(Point annotation records)
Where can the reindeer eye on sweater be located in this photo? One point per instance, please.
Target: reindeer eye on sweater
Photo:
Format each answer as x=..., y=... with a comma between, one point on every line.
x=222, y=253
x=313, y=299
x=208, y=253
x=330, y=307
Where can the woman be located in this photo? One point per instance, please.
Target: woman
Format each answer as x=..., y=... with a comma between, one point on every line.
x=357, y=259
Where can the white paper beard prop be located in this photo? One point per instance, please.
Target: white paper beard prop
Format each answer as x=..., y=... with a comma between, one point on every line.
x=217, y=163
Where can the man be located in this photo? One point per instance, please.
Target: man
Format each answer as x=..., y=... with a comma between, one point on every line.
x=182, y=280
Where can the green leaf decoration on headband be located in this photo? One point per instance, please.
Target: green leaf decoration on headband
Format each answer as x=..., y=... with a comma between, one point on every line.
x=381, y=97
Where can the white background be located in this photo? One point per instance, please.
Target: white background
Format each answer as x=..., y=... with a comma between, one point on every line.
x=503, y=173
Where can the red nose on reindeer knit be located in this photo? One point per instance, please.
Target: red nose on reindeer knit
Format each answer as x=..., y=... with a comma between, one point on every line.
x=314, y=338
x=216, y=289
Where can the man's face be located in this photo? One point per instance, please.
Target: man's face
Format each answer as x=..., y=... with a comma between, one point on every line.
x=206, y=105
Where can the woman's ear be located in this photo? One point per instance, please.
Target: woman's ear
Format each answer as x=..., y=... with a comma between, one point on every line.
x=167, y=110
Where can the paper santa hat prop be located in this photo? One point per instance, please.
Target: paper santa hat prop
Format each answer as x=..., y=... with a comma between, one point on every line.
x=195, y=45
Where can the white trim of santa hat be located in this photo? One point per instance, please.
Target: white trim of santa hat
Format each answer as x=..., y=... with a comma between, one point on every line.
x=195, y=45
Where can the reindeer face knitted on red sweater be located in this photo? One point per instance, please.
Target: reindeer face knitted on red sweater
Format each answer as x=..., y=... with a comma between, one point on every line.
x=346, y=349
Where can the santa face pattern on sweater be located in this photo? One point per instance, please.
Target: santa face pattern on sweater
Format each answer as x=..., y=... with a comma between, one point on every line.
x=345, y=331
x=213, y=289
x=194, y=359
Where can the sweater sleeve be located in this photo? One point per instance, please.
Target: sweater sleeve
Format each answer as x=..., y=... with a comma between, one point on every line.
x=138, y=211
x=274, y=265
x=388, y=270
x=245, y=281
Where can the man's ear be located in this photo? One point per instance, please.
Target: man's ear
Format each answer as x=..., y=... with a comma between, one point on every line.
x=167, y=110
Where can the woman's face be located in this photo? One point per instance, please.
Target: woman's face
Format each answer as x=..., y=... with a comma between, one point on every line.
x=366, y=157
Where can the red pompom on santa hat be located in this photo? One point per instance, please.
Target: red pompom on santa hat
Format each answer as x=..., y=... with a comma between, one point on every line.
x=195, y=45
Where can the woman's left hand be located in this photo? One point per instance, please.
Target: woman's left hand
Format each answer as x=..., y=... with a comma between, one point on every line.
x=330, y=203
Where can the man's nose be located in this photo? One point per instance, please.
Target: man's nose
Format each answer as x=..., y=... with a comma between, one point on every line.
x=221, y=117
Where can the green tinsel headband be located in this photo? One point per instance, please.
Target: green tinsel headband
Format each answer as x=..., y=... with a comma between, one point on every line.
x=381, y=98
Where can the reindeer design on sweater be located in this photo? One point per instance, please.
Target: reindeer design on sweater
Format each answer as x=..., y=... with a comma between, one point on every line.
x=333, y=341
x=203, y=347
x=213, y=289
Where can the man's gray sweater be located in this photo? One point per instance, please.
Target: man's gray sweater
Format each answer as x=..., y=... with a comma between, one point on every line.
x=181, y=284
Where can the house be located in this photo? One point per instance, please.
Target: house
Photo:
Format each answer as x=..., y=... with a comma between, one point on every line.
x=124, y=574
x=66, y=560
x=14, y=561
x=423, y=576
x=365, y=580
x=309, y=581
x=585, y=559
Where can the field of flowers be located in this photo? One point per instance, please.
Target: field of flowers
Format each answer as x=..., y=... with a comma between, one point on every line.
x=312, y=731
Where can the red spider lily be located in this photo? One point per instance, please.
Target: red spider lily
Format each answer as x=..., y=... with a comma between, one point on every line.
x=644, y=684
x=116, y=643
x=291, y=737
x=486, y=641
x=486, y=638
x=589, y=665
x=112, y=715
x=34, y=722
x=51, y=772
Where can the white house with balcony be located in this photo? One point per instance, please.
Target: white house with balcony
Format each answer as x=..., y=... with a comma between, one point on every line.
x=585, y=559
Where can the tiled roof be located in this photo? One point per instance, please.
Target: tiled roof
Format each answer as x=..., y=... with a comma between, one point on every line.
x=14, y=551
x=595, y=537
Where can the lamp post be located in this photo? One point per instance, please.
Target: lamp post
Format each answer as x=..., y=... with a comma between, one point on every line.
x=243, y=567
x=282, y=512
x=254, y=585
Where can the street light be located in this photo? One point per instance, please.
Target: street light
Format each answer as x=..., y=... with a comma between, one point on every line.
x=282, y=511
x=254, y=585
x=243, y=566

§ Given problem
Edit every item above so that "one point on every line" becomes "one point per line", and leave all other wording unchanged.

§ Worked answer
Where can the reindeer eye on sweater be located in this photo? One point per instance, please.
Target: reindeer eye on sweater
Photo:
Format each answer as x=..., y=... with a comma between, one point per line.
x=222, y=253
x=313, y=299
x=208, y=253
x=330, y=307
Where can the woman be located in this photo? One point per instance, please.
Target: woman
Format each answer as x=..., y=... with a comma between, one point per line.
x=357, y=259
Where can the white paper beard prop be located in this photo? One point per instance, please.
Target: white paper beard prop
Format each answer as x=..., y=... with a comma between, one point per line.
x=217, y=163
Where can the man be located in this photo? One point per instance, please.
Target: man
Format each answer as x=..., y=... with a comma between, one point per line.
x=182, y=280
Where can the green leaf decoration on headband be located in this photo? One point per instance, please.
Target: green leaf decoration on headband
Format each answer as x=..., y=... with a comma between, one point per line.
x=381, y=97
Where can the white background be located in this photo? One point per instance, please.
Target: white background
Format each answer as x=..., y=... with a comma between, one point per line.
x=503, y=173
Where can the red nose on reindeer knit be located in this photo? One point per instance, please.
Target: red nose on reindeer knit
Format each answer as x=..., y=... with a comma between, one point per line.
x=314, y=338
x=216, y=289
Where can the man's face be located in this photo? One point per instance, please.
Target: man's face
Format each answer as x=..., y=... with a comma between, one point per line.
x=206, y=105
Where can the woman's ear be located in this photo? One point per instance, please.
Target: woman's ear
Format each answer as x=..., y=... with a comma between, one point per line.
x=167, y=110
Where can the paper santa hat prop be located in this photo? One point per instance, please.
Target: paper santa hat prop
Format each answer as x=..., y=... with a comma between, one point per line.
x=195, y=45
Where can the white trim of santa hat be located in this photo? One point per instance, please.
Target: white trim of santa hat
Format each answer as x=..., y=... with a comma between, one point per line.
x=195, y=45
Where can the reindeer face knitted on red sweater be located in this photo? One point per instance, please.
Target: reindeer face knitted on red sweater
Format each answer as x=..., y=... with a comma between, one point per line.
x=346, y=349
Where can the santa face pattern on sweater be located in this photo? One point per instance, please.
Target: santa face pattern on sweater
Format each answer as x=..., y=... with a comma between, one point per line.
x=345, y=331
x=213, y=289
x=194, y=359
Where can the sweater sleeve be located in this photo? One point per instance, please.
Target: sweater sleeve
Format each answer as x=..., y=... with a comma between, one point per line.
x=138, y=211
x=274, y=265
x=388, y=270
x=245, y=281
Where can the man's ear be located in this photo? One point per instance, please.
Target: man's ear
Format each answer as x=..., y=... with a comma between, one point per line.
x=167, y=110
Where can the woman's face be located in this photo? One point per instance, please.
Target: woman's face
Format each answer as x=..., y=... with a comma between, one point per line.
x=366, y=157
Where can the red pompom on santa hat be located in this photo? One point per instance, please.
Target: red pompom on santa hat
Format each answer as x=..., y=... with a comma between, one point per line.
x=195, y=45
Where can the woman's left hand be located in this photo? One point per instance, please.
Target: woman's left hand
Format each answer as x=..., y=... with a comma between, one point per line.
x=330, y=203
Where can the man's nose be located in this photo? One point per instance, please.
Target: man's nose
Format each answer as x=..., y=... with a comma between, one point per line.
x=221, y=117
Where can the green tinsel headband be located in this photo? One point per instance, please.
Target: green tinsel headband
Format each answer as x=..., y=... with a comma between, one point per line.
x=381, y=98
Where can the reindeer design on sweater be located in this photo? One point per instance, please.
Target: reindeer design on sweater
Format each answer as x=..., y=... with a comma between, one point per line.
x=333, y=341
x=203, y=347
x=213, y=289
Where can the man's gray sweater be located in this photo? One point per instance, please.
Target: man's gray sweater
Format each answer as x=..., y=... with a comma between, one point per line.
x=181, y=284
Where can the house be located in this photo? One point per instance, please.
Target: house
Photo:
Format each answer as x=..., y=... with a comma between, one point per line.
x=124, y=574
x=66, y=560
x=14, y=561
x=423, y=576
x=365, y=580
x=309, y=581
x=585, y=559
Where can the field of flowers be located in this photo? One point per instance, please.
Target: field of flowers
Format each answer as x=..., y=... with a comma between, one point per line.
x=312, y=731
Where can the red spider lily be located in this photo? One point per instance, please.
Target: red spider lily
Format each answer as x=..., y=... with a comma between, one point per line.
x=644, y=684
x=116, y=643
x=291, y=737
x=486, y=641
x=486, y=638
x=589, y=665
x=112, y=715
x=34, y=722
x=51, y=772
Where can the white house with balcony be located in this photo? One point per instance, please.
Target: white house with balcony
Format each answer as x=..., y=... with a comma between, one point per line.
x=585, y=559
Where can the tiled roof be located in this photo? One point per instance, please.
Target: tiled roof
Format each answer as x=..., y=... with a comma between, one point per line.
x=14, y=551
x=595, y=537
Where can the lamp post be located in this photo? One point per instance, please.
Target: lamp post
Format each answer as x=..., y=... with a comma between, one point per line.
x=243, y=567
x=282, y=512
x=254, y=585
Where can the street light be located in this photo? One point per instance, please.
Target: street light
Format each answer as x=..., y=... with a comma between, one point per line.
x=282, y=511
x=254, y=585
x=243, y=566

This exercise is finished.